:: Extracted data
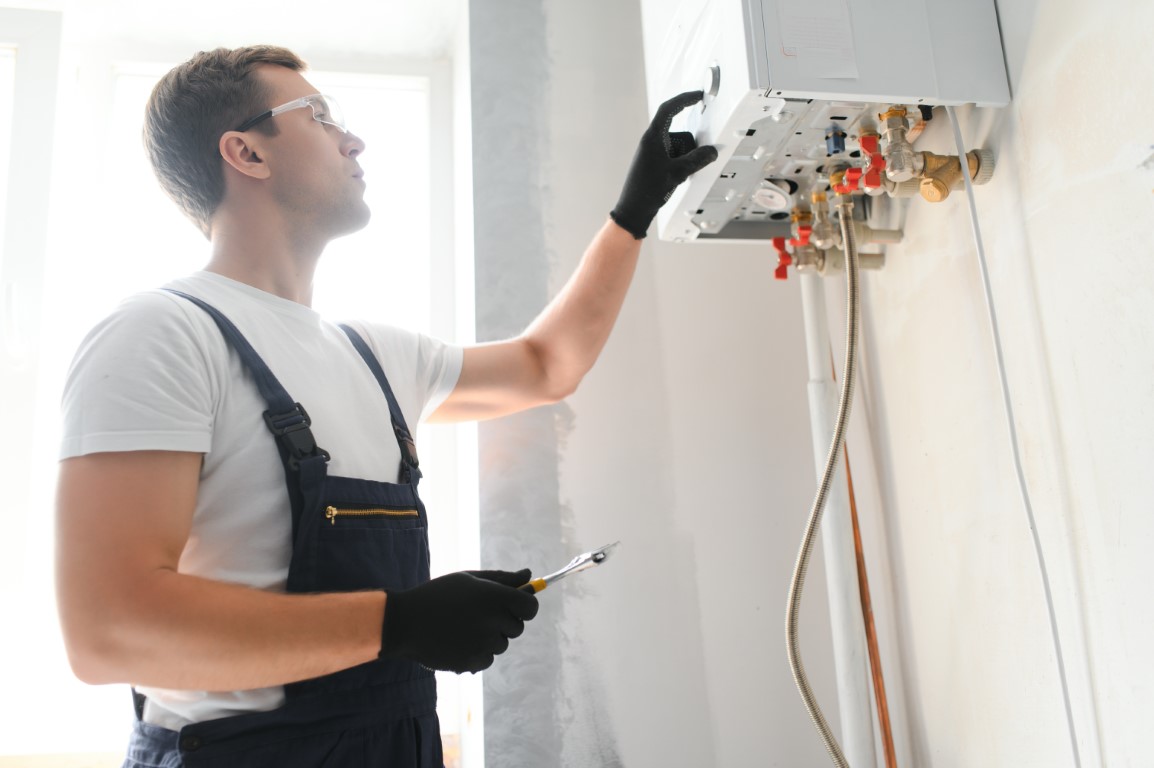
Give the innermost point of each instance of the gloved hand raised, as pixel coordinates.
(662, 162)
(457, 622)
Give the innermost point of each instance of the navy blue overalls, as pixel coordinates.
(349, 534)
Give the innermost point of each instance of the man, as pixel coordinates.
::::
Directions -
Rewrite the listing above with every "innermost point" changed to "center point", keeping everything else as it is. Leave out the pictures.

Completed task -
Give the center point of each instance of the gloved hand raised, as pixel coordinates.
(662, 162)
(457, 622)
Give the center point of each instance of the navy blue overalls, as pixel coordinates.
(349, 534)
Give the center point of each instance of the man, as pixel coordinates.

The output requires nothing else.